___ Extrait du document
Toute technique est par essence militaire. Le soldat de métier, aujourd’hui plus encore qu’hier, est un technicien par excellence : il sait parfaitement utiliser un ordinateur, démonter son fusil-mitrailleur ou tendre une embuscade. Il sait appuyer sur le bouton adéquat, au bon moment, pour faire tomber la bombe sur Hiroshima ou Nagasaki. Il sait exactement comment poser le pied sur la lune. Pour ce faire il a dû passer de longues heures à écouter des instructions précises, à manipuler des instruments compliqués, à simuler des situations imprévues, à rédiger des rapports de synthèse.
______
Consigne: Poursuivez l'extrait ci-dessus sur la technique et le soldat de métier, à partir de sa dernière phrase.
___ Extraits de lignes
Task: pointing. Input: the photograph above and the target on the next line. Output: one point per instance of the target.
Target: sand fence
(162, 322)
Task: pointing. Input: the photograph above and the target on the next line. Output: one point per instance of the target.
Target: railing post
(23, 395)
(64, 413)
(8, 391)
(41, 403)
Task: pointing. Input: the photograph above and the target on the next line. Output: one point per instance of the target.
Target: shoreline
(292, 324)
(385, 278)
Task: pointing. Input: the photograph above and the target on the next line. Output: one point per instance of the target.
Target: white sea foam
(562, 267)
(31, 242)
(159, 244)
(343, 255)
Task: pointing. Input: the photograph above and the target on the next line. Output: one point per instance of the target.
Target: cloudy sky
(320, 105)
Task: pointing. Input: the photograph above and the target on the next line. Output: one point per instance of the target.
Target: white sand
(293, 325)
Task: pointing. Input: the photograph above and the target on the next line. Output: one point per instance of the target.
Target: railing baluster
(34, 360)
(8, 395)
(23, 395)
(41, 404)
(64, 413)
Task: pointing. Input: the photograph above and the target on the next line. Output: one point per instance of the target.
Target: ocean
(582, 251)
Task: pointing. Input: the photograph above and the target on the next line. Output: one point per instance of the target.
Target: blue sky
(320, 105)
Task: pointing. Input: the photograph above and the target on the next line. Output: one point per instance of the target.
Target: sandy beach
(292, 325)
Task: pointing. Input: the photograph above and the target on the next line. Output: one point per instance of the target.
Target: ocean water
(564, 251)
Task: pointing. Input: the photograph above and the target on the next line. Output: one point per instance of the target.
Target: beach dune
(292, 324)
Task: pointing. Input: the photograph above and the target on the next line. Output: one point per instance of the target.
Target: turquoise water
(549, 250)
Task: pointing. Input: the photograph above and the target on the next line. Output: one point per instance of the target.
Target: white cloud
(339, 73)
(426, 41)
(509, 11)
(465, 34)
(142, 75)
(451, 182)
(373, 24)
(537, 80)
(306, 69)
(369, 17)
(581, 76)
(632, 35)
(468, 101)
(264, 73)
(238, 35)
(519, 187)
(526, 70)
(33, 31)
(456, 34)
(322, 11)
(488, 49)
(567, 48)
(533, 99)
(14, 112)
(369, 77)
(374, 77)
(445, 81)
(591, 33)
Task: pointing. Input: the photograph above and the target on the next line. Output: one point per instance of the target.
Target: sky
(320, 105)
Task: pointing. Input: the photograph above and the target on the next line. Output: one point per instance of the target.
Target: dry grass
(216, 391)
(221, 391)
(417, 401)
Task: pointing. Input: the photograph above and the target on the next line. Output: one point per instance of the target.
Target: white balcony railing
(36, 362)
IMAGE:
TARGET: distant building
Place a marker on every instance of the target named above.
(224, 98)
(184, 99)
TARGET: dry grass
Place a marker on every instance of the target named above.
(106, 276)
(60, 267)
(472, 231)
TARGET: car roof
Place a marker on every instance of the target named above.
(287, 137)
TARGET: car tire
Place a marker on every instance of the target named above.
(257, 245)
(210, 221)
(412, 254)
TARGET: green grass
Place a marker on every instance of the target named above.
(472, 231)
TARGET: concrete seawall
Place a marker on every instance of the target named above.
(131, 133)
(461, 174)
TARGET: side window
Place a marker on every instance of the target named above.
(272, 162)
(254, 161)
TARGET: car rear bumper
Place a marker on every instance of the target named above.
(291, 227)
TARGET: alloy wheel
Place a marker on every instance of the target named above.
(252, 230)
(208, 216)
______
Production attendue:
Doté de cette compétence appropriée mais limitée à son objet, le technicien trouve dans notre société une place légitime correspondant à la montée de la classe sociale intermédiaire : la nouvelle petite bourgeoisie. Avant d’être le temps de la science, notre époque est celle de la technique. Un philosophe comme Kostas Axelos parle même de l’avènement d’une civilisation de la “technologie planétaire” dans la grande envolée qui déploie, selon lui, la “poéticité du jeu du monde”. Après une civilisation centrée sur la nature chez les grecs, puis sur le dieu chrétien au Moyen-Age et sur l’homme fait dieu au XIXe-XXe siècles, nous sommes à l’aube du développement et de l’impérialisme de la Technologie planétaire. C’est l’esprit de sa “systématique ouverte” (1984).